Dataset extract ▸
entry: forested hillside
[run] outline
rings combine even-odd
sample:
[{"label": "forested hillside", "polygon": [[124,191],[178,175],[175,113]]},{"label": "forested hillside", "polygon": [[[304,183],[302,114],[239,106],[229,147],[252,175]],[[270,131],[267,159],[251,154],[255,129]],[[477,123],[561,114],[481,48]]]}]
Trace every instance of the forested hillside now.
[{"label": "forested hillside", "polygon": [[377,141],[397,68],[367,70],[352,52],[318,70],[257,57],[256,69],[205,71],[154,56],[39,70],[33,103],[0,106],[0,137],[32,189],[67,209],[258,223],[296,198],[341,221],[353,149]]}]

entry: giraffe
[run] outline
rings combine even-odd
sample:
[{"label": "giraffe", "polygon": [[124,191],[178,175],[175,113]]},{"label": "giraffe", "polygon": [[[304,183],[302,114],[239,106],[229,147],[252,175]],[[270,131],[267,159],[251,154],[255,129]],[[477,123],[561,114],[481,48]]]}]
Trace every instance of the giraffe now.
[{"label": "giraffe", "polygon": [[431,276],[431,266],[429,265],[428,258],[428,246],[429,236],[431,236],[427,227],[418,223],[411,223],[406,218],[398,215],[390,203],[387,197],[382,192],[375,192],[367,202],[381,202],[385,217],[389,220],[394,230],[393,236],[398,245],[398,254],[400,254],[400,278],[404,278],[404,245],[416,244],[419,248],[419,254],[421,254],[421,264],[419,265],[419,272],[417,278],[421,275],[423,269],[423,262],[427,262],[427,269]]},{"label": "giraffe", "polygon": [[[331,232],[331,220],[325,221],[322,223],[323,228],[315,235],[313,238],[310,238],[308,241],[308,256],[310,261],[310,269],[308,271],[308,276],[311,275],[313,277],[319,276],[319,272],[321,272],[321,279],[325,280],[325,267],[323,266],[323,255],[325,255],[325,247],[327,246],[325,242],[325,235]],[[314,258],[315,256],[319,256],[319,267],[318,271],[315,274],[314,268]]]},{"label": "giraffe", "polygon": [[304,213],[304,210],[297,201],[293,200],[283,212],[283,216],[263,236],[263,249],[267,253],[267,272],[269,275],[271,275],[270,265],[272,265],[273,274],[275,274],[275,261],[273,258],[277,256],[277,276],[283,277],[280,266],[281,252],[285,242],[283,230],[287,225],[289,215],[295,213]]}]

What the exercise asks ▸
Scan the lines above, and whenever one holds the string "entry", copy it.

Your solution ▸
entry: forested hillside
entry: giraffe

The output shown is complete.